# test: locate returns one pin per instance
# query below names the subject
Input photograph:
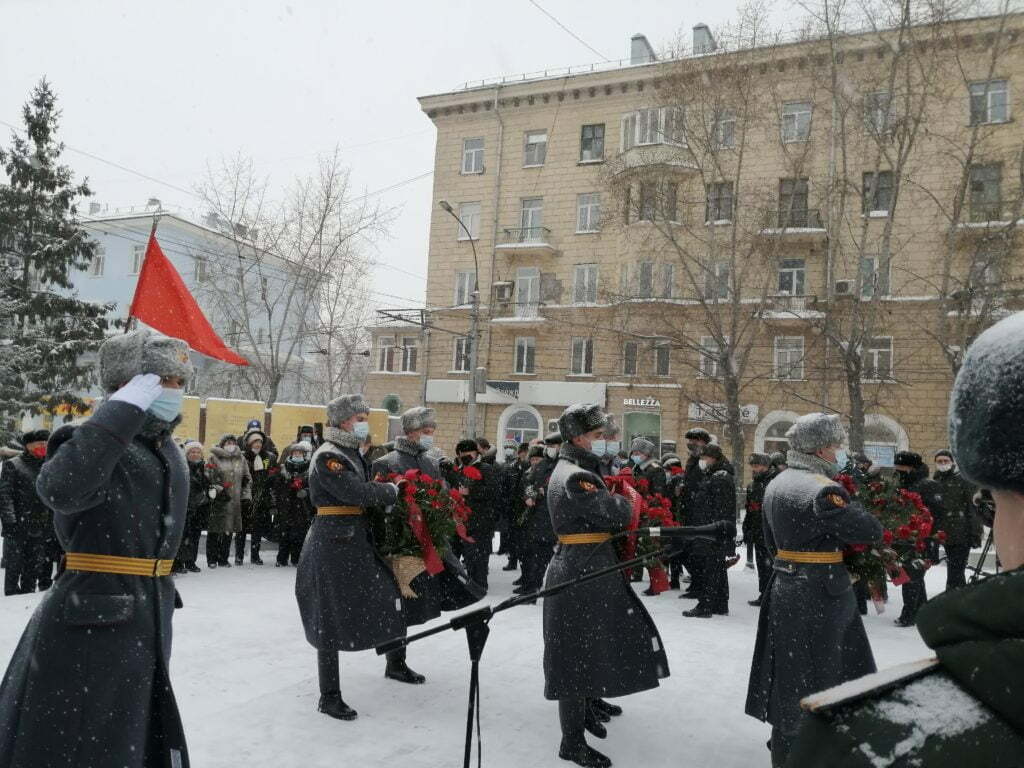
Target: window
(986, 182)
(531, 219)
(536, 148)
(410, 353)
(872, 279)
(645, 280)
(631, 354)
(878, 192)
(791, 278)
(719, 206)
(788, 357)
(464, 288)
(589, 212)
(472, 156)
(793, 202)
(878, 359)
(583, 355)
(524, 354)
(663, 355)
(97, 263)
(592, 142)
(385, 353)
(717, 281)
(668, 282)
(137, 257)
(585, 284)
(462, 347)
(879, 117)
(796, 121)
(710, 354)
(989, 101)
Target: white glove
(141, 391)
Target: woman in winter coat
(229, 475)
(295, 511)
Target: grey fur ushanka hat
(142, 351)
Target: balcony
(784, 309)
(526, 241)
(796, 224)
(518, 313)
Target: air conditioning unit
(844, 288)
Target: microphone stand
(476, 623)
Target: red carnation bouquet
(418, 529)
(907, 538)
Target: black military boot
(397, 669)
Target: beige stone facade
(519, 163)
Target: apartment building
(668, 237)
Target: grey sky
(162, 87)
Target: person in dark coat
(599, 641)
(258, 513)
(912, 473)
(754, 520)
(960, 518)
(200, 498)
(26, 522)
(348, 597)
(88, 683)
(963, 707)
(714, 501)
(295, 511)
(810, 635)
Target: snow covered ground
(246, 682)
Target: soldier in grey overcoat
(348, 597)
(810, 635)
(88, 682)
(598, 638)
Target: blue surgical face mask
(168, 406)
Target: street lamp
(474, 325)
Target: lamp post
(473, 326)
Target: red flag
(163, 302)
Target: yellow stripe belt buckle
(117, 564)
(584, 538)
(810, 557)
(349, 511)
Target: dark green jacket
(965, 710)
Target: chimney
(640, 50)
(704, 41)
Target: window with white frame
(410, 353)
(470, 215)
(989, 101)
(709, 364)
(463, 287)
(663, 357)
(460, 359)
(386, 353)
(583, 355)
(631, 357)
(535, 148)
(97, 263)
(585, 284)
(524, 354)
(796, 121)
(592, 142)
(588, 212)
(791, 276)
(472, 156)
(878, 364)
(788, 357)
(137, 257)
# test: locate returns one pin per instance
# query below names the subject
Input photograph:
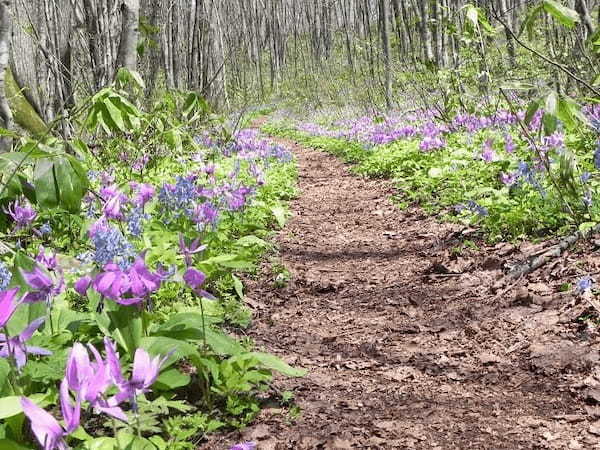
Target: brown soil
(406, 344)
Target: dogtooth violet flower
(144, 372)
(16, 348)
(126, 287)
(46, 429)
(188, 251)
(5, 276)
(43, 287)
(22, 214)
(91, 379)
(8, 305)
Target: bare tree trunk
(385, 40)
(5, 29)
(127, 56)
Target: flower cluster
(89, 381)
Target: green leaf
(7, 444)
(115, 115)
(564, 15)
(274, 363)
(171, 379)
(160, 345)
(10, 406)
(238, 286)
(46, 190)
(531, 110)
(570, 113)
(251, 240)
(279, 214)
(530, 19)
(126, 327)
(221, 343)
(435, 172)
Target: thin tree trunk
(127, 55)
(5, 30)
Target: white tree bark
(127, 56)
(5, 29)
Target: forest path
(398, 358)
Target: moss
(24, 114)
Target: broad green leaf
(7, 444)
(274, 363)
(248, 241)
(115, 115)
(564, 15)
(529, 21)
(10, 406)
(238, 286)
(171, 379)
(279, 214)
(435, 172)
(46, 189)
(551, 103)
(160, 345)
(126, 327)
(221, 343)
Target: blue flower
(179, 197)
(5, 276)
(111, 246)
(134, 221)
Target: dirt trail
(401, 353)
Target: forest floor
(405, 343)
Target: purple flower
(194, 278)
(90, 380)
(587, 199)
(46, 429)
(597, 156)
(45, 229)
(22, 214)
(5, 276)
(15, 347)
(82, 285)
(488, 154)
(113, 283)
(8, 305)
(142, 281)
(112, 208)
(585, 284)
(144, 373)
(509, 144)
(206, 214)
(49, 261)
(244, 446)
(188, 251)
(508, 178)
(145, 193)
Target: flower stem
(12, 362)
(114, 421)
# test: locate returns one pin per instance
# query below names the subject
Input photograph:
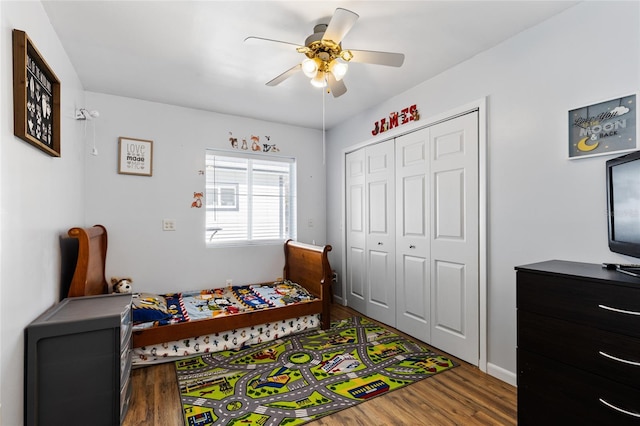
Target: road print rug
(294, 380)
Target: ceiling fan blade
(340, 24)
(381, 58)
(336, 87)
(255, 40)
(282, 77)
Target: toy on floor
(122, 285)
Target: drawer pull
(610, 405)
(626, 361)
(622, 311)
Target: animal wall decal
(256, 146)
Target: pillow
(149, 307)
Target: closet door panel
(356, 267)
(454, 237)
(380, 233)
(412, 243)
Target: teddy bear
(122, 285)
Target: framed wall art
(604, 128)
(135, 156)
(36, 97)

◆ ◆ ◆ ◆

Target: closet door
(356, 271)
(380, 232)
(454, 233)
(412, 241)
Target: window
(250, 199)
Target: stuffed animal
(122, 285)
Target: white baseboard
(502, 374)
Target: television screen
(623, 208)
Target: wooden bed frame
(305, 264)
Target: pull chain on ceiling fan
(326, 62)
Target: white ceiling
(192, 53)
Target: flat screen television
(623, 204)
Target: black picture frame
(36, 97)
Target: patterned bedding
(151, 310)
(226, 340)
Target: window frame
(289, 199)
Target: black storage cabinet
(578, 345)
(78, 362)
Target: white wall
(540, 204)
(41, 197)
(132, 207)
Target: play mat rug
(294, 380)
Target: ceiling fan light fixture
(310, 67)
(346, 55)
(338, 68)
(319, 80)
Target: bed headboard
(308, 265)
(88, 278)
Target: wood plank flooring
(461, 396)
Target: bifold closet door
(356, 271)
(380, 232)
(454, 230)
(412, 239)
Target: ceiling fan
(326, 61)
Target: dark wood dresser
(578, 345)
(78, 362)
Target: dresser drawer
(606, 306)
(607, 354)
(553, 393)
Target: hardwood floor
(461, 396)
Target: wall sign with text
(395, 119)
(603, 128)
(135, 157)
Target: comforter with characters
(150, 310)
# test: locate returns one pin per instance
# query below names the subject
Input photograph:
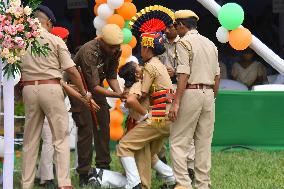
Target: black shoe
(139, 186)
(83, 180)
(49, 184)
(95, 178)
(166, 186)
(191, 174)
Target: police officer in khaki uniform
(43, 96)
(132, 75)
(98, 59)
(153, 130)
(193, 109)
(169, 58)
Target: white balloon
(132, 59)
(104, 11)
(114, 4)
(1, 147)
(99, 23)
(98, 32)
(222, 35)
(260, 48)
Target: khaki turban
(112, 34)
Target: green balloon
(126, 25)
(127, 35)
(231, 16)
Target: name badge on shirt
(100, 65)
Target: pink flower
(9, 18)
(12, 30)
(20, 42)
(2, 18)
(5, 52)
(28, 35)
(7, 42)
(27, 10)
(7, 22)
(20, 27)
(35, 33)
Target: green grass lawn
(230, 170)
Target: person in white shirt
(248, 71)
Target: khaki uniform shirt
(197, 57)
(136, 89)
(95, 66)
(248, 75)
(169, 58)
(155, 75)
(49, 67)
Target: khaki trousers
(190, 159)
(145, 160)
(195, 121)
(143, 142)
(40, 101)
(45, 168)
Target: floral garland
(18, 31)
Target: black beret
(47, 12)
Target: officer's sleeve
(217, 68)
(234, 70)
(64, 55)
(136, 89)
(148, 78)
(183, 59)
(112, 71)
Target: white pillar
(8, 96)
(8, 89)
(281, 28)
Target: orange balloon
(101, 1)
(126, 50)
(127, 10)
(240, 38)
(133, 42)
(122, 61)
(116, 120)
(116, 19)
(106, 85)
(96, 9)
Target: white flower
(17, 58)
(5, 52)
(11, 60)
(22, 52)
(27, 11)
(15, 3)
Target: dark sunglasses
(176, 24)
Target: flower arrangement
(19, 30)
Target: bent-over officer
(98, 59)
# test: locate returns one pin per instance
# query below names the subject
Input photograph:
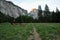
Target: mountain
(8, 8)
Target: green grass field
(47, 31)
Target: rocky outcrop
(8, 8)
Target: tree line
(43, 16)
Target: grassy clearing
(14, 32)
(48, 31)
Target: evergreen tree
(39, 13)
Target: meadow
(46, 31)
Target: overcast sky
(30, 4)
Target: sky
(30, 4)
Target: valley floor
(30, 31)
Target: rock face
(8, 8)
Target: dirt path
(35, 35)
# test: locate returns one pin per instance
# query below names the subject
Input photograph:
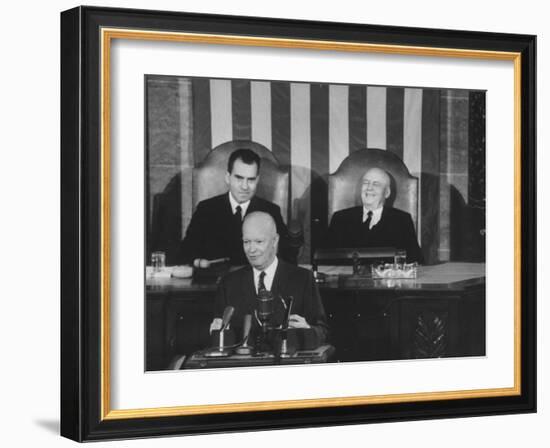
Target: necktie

◆ ◆ ◆ ◆

▶ [Task to complete]:
For this exercise, reproduce exactly the lines of the records above from the one with "Target: meadow" up to and including the one with "Target: necktie", without pictures.

▶ [Solution for this task]:
Target: meadow
(46, 31)
Target: overcast sky
(30, 4)
Target: sky
(30, 4)
Target: valley floor
(30, 31)
Target: rock face
(8, 8)
Target: dirt path
(35, 35)
# test: locate returns one pin per instance
# query below names the subject
Input photograph:
Target: necktie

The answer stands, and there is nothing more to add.